- _Provided records_:
%%

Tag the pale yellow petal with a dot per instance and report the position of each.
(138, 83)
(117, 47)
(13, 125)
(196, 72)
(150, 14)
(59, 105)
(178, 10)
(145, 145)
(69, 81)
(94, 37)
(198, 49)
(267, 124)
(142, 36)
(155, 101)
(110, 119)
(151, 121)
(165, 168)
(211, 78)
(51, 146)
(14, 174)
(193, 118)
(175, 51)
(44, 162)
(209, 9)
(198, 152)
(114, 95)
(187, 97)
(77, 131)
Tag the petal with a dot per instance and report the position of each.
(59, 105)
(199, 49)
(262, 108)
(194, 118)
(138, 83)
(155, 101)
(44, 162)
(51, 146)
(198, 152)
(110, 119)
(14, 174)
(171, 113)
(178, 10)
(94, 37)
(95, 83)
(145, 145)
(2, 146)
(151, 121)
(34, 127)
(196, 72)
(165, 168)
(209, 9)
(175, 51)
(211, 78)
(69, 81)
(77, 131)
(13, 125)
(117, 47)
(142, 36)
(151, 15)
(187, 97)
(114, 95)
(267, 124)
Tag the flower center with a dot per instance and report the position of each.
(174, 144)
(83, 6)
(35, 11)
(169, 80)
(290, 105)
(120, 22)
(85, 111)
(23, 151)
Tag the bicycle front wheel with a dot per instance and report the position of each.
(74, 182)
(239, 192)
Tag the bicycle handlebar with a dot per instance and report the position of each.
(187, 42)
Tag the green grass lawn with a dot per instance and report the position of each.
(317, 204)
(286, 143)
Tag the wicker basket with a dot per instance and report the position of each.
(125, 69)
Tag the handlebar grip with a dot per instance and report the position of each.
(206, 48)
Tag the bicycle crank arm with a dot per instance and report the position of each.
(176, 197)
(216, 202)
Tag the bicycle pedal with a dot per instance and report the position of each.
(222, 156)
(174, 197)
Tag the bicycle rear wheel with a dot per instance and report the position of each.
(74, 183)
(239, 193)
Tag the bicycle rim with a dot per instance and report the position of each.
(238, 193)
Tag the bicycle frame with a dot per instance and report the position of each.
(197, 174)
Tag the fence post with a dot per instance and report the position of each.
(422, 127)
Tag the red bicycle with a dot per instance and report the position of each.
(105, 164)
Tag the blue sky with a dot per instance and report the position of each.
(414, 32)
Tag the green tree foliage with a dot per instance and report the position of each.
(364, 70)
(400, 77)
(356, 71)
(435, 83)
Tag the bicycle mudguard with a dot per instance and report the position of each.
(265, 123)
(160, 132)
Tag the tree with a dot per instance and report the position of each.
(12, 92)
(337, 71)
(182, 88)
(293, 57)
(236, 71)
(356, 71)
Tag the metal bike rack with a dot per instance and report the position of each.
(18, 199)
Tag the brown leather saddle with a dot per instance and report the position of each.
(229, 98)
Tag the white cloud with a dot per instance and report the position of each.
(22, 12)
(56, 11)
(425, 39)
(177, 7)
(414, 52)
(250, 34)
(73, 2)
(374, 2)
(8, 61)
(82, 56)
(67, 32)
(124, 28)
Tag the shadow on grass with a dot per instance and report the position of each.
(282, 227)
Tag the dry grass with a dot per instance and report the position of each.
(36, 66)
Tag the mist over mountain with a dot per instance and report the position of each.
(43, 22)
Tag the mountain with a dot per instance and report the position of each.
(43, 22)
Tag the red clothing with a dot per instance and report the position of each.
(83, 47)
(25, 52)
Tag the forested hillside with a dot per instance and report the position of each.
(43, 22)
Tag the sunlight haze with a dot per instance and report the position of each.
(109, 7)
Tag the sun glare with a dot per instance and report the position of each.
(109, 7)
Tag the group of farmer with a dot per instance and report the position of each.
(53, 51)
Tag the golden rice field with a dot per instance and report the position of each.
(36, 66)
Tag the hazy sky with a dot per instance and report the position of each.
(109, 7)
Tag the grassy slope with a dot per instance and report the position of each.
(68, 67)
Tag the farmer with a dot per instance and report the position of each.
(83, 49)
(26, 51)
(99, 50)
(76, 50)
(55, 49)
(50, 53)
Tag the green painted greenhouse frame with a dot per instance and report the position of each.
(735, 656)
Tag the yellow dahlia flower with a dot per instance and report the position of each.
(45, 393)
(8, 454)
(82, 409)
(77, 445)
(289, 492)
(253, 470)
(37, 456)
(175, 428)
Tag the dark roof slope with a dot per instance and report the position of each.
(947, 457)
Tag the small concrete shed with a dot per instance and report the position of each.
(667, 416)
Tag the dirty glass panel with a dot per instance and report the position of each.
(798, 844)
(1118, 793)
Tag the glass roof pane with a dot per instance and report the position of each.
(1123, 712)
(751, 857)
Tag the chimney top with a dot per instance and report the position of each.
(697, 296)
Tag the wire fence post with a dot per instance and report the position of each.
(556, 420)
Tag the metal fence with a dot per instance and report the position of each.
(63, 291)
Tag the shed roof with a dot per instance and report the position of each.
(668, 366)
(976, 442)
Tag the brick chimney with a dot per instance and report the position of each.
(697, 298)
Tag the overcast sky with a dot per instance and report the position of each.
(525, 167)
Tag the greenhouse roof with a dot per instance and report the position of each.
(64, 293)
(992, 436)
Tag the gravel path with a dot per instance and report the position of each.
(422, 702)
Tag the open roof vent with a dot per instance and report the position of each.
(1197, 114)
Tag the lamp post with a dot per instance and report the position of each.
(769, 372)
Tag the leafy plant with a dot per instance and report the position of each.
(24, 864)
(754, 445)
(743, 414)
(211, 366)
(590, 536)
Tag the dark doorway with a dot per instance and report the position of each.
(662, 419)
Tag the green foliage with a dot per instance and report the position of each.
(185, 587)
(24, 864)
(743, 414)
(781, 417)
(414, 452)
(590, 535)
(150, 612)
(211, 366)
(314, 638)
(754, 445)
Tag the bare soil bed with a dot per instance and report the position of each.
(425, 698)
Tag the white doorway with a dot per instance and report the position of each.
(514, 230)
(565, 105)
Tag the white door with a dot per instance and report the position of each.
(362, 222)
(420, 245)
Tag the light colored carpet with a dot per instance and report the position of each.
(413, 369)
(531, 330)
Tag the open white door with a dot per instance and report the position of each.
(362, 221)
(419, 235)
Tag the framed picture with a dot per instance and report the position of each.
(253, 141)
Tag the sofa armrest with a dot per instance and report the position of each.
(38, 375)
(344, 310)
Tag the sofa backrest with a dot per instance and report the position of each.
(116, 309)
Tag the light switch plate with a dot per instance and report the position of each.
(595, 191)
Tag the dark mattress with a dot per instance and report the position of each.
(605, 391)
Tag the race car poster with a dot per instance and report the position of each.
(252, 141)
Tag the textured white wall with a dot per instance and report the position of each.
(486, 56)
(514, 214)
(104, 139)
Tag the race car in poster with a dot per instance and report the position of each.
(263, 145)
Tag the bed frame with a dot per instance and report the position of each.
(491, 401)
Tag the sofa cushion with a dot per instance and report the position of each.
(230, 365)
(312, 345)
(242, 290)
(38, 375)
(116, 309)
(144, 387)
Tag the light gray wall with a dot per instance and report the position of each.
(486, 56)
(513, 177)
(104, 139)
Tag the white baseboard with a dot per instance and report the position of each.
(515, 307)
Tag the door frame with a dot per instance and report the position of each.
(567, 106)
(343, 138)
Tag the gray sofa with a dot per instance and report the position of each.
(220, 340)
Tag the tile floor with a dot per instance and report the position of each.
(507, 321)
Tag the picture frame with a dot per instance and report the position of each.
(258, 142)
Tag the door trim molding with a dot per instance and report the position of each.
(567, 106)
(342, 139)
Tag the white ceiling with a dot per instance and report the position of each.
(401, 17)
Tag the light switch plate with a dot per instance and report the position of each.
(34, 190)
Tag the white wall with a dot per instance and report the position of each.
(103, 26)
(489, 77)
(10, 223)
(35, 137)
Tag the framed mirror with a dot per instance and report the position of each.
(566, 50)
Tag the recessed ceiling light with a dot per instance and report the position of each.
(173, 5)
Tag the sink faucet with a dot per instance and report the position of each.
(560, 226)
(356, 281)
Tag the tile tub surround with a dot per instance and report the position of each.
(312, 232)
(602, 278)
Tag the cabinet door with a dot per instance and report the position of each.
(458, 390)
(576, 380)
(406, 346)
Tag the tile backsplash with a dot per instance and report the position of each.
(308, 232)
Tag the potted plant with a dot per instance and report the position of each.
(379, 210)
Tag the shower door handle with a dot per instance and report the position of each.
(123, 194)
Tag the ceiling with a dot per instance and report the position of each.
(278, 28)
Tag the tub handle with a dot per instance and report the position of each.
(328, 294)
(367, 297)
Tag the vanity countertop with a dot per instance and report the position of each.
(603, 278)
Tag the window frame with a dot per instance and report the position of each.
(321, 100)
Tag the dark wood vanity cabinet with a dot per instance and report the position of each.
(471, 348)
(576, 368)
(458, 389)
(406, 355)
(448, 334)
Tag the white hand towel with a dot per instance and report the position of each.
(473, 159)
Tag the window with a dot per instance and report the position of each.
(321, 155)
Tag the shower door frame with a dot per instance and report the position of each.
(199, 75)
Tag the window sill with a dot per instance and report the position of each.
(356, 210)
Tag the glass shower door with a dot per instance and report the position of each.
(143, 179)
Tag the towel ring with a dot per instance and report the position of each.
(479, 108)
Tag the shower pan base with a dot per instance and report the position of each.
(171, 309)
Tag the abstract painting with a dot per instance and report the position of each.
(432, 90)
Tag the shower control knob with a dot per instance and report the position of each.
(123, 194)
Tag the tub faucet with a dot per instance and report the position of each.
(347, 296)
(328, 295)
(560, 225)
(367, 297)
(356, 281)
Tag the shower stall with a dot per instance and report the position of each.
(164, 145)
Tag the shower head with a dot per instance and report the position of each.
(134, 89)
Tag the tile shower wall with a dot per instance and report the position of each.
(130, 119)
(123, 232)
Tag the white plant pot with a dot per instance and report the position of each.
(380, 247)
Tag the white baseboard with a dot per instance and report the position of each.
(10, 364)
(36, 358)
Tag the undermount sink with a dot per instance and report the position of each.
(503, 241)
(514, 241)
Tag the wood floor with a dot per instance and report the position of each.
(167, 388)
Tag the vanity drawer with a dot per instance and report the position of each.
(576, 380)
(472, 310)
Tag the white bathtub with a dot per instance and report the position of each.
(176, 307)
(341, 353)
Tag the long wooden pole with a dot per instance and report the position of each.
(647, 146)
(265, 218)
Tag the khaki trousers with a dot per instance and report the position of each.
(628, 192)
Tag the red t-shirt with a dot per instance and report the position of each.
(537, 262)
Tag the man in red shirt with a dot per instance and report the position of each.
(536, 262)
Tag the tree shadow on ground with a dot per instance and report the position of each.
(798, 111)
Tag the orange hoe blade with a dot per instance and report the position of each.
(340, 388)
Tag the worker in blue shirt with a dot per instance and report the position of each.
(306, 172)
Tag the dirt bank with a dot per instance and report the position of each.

%%

- _Problem description_: Render the lines from the one containing "Tag the shower stall" through the end of the rows as a Markdown table. Use two columns: Index, holding a running number, and Entry, holding the line itself. Skip any blank lines.

- _Exercise response_:
| Index | Entry |
|---|---|
| 1 | Tag the shower stall with a dot per instance and report the position of each. |
| 2 | (164, 145) |
| 3 | Tag the shower head with a dot per instance and report the position of each. |
| 4 | (134, 89) |
| 5 | Tag the tile shower wall with a dot per instance and report the position of each. |
| 6 | (130, 119) |
| 7 | (123, 232) |
| 8 | Tag the white plant pot with a dot per instance and report the position of each. |
| 9 | (380, 247) |
| 10 | Tag the white baseboard with a dot per instance and report the position of each. |
| 11 | (10, 364) |
| 12 | (36, 358) |
| 13 | Tag the undermount sink with a dot per instance and report the position of each. |
| 14 | (503, 241) |
| 15 | (514, 241) |
| 16 | Tag the wood floor with a dot per instance and report the position of each. |
| 17 | (167, 388) |
| 18 | Tag the vanity drawer with a dot per instance and report the position of each. |
| 19 | (576, 380) |
| 20 | (472, 310) |
| 21 | Tag the white bathtub with a dot per instance and report the position of each. |
| 22 | (176, 307) |
| 23 | (341, 353) |
| 24 | Tag the long wooden pole with a dot per instance and report the position of each. |
| 25 | (647, 146) |
| 26 | (265, 218) |
| 27 | Tag the khaki trousers with a dot per instance and report the position of each. |
| 28 | (628, 192) |
| 29 | Tag the red t-shirt with a dot per instance and report the position of each. |
| 30 | (537, 262) |
| 31 | Tag the man in red shirt with a dot per instance and report the position of each. |
| 32 | (536, 262) |
| 33 | Tag the tree shadow on ground with a dot per instance and report the position of each. |
| 34 | (798, 111) |
| 35 | Tag the orange hoe blade with a dot per instance and report the position of each. |
| 36 | (340, 388) |
| 37 | Tag the worker in blue shirt with a dot per instance and report the position of each. |
| 38 | (306, 172) |
| 39 | Tag the dirt bank with a dot per instance and report the position of each. |